**EXCERPTED DATA**
++++

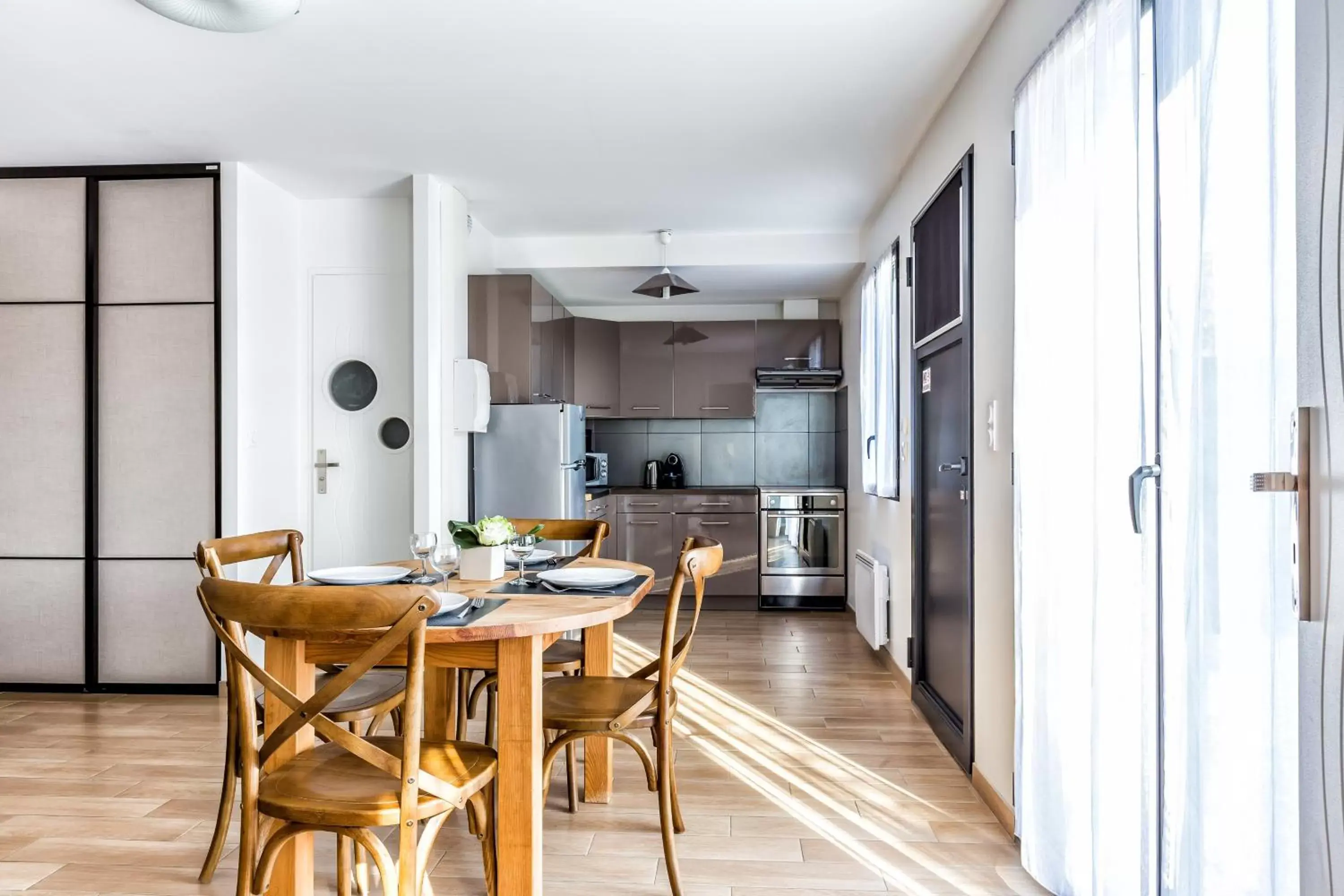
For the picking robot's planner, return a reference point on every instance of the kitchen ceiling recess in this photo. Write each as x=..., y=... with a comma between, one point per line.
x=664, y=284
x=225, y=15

++++

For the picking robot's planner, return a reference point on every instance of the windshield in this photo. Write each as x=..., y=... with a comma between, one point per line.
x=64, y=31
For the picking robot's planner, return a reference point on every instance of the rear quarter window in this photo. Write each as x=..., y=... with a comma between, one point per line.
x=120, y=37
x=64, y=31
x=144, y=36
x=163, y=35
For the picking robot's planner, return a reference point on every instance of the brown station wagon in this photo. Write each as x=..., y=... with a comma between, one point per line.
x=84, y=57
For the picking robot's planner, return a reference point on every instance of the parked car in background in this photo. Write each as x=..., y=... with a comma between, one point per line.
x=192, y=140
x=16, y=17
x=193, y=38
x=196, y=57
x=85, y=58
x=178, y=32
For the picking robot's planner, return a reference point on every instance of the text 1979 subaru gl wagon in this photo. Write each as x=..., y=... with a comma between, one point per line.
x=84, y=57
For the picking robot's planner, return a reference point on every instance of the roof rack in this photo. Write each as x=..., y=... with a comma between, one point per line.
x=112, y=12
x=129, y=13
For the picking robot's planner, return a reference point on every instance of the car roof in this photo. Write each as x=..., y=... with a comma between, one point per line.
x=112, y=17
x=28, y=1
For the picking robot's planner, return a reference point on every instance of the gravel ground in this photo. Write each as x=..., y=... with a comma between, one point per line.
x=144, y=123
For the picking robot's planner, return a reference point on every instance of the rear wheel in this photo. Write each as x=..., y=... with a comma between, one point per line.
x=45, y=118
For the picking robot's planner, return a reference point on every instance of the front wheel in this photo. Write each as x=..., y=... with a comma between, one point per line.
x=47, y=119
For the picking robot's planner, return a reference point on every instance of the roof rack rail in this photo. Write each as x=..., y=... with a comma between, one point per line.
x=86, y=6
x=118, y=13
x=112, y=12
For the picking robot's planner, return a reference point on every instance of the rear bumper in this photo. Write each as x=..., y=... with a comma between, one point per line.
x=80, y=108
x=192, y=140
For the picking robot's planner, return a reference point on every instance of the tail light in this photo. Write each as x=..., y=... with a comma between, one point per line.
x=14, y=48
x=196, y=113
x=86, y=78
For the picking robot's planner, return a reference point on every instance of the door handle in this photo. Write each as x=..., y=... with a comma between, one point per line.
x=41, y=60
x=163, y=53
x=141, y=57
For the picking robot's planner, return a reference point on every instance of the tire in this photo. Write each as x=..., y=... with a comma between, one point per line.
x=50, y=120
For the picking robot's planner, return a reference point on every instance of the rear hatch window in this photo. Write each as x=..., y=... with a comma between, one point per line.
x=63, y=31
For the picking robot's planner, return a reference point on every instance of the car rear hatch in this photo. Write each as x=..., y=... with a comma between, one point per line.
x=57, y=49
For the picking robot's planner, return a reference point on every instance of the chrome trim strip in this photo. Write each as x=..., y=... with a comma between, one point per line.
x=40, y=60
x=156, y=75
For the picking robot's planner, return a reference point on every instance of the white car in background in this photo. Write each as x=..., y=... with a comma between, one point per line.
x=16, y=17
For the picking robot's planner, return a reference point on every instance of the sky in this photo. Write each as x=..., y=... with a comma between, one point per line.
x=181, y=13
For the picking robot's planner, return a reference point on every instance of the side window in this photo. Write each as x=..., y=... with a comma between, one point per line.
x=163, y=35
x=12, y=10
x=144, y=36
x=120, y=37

++++

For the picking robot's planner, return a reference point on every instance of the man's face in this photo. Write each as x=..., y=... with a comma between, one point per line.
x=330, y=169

++++

**WORK TO COMPLETE**
Rewrite the listing from the line containing "of the man's" through the line containing "x=330, y=169", changing "man's face" to "person's face" and leaving everything else as it is.

**TASK RESULT**
For the picking robot's planner, return a reference point on every instance of the person's face in this photo. Write each as x=..., y=... with a comma between, one point per line.
x=330, y=169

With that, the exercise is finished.